Source data:
------

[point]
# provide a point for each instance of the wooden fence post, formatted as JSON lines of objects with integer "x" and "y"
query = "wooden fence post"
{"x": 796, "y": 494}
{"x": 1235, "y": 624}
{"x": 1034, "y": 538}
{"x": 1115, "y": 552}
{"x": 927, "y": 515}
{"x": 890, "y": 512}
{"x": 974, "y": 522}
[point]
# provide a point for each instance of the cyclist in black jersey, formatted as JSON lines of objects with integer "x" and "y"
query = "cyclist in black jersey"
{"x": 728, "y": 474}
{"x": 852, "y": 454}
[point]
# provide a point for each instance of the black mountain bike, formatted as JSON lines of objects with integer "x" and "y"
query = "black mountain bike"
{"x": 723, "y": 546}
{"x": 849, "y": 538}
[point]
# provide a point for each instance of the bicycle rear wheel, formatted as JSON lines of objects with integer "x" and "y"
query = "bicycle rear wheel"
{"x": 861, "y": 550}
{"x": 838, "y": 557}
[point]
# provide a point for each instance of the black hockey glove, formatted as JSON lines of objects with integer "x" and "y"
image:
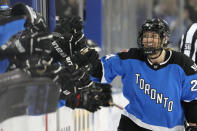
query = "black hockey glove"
{"x": 34, "y": 19}
{"x": 68, "y": 24}
{"x": 20, "y": 49}
{"x": 91, "y": 98}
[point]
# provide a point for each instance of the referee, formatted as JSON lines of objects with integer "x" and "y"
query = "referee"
{"x": 188, "y": 44}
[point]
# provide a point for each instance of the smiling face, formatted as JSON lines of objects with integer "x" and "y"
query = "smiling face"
{"x": 151, "y": 40}
{"x": 152, "y": 43}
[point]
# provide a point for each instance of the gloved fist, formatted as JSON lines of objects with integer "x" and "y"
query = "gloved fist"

------

Your task:
Every entry above is to be set down exactly; the pictures are to be left out.

Task response:
[point]
# provide a point for each instance of the wooden fence post, formatted as JSON lines of objects with integer "x" and "y"
query = "wooden fence post"
{"x": 796, "y": 494}
{"x": 1235, "y": 624}
{"x": 1034, "y": 538}
{"x": 1115, "y": 552}
{"x": 927, "y": 515}
{"x": 890, "y": 512}
{"x": 974, "y": 522}
[point]
# provide a point for each instance of the cyclist in black jersey, formatted as JSON lines of objects with integer "x" and "y"
query = "cyclist in black jersey"
{"x": 728, "y": 474}
{"x": 852, "y": 454}
[point]
# provide a point for each instance of the black mountain bike, formatted as JSON lines of objects with integer "x" and "y"
query = "black mountain bike"
{"x": 723, "y": 546}
{"x": 849, "y": 538}
[point]
# provide a point for each instance of the bicycle rear wheel, formatted as JSON lines of objects with integer "x" and "y"
query = "bicycle rear wheel"
{"x": 861, "y": 550}
{"x": 838, "y": 557}
[point]
# provide a point for each instance of the black hockey glove, formatted as JSON lines of objects with integer "x" and "y"
image:
query = "black hockey glove"
{"x": 34, "y": 19}
{"x": 68, "y": 24}
{"x": 20, "y": 49}
{"x": 91, "y": 98}
[point]
# provide a point for each instance of the referee, formatted as JSON lines of objects with integer "x" and "y"
query = "referee"
{"x": 188, "y": 44}
[point]
# provide a point for each instance of the smiling face, formatted as JSON lines of objects with integer "x" and "y"
query = "smiling face"
{"x": 151, "y": 40}
{"x": 152, "y": 43}
[point]
# provide a point for each instance of the gloved fist, formatted as JSON lines of objects with integer "x" and "y"
query = "gloved fist"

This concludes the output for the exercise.